_Task description_. Nothing goes in the answer except the line that contains "[point] at the dirt" and the lines after it to the end of the material below, unchanged.
———
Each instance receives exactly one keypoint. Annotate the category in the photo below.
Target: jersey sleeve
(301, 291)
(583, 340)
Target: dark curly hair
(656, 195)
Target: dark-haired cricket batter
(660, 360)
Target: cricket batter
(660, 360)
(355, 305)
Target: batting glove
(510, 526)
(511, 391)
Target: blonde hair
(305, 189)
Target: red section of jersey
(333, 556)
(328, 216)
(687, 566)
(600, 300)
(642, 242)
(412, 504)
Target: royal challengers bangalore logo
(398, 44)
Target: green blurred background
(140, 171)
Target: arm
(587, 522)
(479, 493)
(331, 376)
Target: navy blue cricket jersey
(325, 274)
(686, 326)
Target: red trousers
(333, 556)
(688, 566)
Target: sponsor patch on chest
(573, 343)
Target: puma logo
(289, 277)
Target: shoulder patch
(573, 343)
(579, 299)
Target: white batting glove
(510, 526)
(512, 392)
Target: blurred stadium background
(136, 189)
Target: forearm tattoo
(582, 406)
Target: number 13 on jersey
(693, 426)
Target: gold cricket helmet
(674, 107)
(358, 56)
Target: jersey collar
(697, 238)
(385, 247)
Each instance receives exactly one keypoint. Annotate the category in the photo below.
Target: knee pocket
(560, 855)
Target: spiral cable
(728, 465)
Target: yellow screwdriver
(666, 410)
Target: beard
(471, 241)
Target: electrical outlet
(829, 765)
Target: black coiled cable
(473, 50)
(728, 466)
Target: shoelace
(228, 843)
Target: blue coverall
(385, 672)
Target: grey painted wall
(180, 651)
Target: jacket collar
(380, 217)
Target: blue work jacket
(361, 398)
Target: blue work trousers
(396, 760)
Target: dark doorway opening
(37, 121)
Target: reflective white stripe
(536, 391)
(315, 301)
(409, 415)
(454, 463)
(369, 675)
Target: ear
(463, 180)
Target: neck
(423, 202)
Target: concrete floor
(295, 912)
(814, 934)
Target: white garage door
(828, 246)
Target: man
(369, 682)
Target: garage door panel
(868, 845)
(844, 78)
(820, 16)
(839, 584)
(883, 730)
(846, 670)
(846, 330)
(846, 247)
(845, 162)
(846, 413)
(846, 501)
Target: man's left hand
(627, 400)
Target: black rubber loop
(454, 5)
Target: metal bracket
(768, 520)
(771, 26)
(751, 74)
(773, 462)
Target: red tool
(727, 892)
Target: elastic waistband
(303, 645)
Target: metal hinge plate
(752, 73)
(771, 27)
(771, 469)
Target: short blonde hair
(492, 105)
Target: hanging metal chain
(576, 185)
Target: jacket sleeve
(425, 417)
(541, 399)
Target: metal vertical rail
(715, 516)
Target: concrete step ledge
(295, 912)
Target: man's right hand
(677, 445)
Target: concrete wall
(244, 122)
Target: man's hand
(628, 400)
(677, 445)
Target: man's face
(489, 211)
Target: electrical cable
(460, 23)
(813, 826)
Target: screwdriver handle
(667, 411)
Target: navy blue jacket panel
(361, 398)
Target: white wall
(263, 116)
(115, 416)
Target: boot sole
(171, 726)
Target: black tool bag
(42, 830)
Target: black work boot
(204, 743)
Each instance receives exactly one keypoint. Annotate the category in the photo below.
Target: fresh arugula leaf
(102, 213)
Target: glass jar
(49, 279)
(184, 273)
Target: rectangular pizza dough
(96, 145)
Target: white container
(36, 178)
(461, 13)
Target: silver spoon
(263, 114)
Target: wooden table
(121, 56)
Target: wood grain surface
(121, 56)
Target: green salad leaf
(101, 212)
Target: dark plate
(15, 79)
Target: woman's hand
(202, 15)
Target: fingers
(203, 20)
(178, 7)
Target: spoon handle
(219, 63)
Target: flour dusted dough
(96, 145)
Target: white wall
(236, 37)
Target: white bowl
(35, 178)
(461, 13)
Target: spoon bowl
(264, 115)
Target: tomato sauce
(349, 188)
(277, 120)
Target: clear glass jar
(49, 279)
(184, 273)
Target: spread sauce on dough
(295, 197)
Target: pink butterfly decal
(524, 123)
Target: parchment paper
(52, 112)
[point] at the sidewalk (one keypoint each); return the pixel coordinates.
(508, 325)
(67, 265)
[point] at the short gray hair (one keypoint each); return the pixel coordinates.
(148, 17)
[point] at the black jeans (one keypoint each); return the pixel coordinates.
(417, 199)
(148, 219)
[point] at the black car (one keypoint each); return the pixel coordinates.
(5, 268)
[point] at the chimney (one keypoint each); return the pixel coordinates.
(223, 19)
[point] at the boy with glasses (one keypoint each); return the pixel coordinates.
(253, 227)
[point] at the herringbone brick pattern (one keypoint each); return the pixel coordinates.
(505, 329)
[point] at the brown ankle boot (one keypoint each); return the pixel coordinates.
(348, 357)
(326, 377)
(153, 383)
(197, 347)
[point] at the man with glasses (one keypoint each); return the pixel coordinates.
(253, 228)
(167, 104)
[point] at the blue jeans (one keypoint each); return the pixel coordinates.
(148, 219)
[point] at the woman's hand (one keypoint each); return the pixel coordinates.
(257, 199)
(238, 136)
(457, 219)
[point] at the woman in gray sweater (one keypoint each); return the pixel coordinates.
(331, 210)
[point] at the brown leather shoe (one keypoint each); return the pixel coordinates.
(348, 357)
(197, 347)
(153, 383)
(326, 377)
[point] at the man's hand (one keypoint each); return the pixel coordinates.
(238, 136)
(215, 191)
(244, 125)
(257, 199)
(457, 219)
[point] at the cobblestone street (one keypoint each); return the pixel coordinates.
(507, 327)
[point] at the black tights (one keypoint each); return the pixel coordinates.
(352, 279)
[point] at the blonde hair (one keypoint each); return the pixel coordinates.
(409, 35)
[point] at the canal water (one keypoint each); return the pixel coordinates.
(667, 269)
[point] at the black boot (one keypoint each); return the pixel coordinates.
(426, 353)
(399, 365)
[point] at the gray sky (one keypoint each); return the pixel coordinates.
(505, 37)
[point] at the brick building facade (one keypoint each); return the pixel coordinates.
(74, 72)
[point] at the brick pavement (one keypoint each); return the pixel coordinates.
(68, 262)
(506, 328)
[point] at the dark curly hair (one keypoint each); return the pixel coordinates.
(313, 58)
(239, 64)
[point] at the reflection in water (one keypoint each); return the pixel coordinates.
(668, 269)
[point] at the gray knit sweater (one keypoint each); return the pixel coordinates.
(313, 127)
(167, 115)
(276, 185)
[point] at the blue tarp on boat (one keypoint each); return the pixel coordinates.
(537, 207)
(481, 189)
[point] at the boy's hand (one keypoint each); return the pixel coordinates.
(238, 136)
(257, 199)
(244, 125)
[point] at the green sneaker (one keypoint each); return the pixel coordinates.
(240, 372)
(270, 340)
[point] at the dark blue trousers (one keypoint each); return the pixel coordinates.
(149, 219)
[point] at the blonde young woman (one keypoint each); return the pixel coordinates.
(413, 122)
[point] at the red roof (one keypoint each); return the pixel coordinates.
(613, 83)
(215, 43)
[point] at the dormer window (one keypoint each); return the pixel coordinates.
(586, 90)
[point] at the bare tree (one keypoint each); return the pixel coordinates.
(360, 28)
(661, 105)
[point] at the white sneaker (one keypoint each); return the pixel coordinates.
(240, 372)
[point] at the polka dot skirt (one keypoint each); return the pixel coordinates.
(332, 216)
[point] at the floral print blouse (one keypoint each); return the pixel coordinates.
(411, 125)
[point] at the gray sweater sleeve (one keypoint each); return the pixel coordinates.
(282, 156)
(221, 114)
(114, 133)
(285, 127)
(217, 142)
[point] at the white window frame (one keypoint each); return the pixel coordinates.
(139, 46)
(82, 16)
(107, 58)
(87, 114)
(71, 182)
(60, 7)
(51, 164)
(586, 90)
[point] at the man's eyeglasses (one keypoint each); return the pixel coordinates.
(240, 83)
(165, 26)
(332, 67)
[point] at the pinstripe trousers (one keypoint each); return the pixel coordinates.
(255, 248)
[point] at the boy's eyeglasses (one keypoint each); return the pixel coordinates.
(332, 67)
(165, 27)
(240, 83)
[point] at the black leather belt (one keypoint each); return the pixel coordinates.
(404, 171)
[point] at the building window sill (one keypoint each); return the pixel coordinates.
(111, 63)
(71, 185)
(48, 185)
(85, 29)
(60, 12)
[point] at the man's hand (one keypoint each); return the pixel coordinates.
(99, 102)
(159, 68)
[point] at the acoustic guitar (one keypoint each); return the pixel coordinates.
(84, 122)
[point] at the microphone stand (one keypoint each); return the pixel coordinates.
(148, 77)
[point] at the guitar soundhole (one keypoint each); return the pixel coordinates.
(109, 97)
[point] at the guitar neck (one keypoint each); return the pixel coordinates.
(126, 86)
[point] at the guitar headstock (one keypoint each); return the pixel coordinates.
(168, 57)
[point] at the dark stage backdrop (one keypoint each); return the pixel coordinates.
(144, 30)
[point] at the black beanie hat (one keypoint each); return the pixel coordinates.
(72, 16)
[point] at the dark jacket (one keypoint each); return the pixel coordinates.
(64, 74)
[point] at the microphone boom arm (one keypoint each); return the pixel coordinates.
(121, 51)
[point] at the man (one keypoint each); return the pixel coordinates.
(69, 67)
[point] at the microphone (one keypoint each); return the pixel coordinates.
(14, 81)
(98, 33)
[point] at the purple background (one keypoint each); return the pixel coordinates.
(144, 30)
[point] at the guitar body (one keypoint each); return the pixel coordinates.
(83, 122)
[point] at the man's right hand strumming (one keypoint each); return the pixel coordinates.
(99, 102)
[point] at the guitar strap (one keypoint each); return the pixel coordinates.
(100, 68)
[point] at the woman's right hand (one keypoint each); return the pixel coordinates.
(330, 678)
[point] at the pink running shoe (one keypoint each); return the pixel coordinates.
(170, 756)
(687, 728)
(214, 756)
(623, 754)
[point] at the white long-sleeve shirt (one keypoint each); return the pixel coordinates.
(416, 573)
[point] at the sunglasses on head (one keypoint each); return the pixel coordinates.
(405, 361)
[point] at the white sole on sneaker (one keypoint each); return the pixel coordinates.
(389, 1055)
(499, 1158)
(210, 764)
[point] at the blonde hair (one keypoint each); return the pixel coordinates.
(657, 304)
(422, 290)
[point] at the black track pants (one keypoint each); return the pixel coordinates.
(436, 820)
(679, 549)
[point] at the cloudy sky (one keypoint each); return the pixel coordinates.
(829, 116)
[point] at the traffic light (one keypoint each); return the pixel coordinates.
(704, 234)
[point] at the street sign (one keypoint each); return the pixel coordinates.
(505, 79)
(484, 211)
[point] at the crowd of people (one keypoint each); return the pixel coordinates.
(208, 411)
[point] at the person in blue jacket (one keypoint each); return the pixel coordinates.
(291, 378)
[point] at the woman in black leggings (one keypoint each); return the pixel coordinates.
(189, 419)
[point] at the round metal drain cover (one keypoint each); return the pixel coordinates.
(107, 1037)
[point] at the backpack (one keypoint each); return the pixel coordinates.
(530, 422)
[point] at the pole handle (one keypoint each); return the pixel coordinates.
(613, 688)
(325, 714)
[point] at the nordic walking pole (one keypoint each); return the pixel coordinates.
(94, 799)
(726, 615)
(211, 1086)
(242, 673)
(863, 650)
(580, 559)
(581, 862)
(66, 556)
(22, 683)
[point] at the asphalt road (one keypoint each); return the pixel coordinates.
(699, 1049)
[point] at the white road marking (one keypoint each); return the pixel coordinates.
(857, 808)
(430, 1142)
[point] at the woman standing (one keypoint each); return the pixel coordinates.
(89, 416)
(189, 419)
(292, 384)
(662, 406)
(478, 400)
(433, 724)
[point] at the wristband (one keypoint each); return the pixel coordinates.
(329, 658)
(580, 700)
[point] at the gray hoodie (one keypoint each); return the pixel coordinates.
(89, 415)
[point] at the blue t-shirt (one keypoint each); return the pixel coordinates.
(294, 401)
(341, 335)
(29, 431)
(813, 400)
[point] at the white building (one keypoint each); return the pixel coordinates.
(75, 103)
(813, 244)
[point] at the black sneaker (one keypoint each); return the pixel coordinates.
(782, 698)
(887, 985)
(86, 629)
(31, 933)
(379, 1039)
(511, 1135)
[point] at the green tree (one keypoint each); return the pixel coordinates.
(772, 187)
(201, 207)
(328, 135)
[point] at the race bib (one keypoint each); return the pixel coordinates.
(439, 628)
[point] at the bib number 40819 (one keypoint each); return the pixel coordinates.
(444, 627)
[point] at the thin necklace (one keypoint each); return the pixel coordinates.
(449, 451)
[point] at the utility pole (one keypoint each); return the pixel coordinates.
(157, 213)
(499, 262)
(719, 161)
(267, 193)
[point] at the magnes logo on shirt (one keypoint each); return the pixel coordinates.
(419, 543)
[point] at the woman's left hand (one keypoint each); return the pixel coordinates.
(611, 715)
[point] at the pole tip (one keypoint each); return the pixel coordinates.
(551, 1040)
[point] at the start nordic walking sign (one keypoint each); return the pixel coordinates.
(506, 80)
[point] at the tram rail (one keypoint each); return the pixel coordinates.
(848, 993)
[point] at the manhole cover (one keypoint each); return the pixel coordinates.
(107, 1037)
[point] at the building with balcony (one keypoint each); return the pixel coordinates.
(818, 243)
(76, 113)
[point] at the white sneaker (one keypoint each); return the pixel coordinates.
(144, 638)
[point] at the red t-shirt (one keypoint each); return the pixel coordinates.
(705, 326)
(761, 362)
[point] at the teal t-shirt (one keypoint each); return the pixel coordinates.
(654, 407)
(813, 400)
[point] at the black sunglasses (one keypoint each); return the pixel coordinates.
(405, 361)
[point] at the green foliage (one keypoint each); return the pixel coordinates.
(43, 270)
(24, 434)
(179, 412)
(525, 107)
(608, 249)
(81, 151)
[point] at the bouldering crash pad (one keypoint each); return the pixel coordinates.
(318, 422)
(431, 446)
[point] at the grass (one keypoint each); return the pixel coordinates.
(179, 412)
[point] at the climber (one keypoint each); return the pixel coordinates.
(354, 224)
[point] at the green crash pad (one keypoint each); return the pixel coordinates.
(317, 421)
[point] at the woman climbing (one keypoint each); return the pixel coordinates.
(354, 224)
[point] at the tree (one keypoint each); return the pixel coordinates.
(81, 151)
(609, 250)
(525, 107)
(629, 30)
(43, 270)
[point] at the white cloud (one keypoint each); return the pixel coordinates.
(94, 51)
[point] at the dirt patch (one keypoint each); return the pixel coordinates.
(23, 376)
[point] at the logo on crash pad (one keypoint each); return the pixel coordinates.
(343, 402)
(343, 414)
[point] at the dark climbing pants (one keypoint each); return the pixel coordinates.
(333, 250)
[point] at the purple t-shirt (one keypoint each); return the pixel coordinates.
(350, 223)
———
_Answer to this problem_.
[point] at the dirt patch (one keypoint each); return the pixel coordinates.
(23, 376)
[point] at the logo on crash pad (one keypoint each); return the pixel coordinates.
(343, 402)
(343, 414)
[point] at the dark climbing pants (one keypoint each); return the pixel coordinates.
(333, 250)
[point] at the purple t-shirt (one keypoint each); return the pixel coordinates.
(350, 223)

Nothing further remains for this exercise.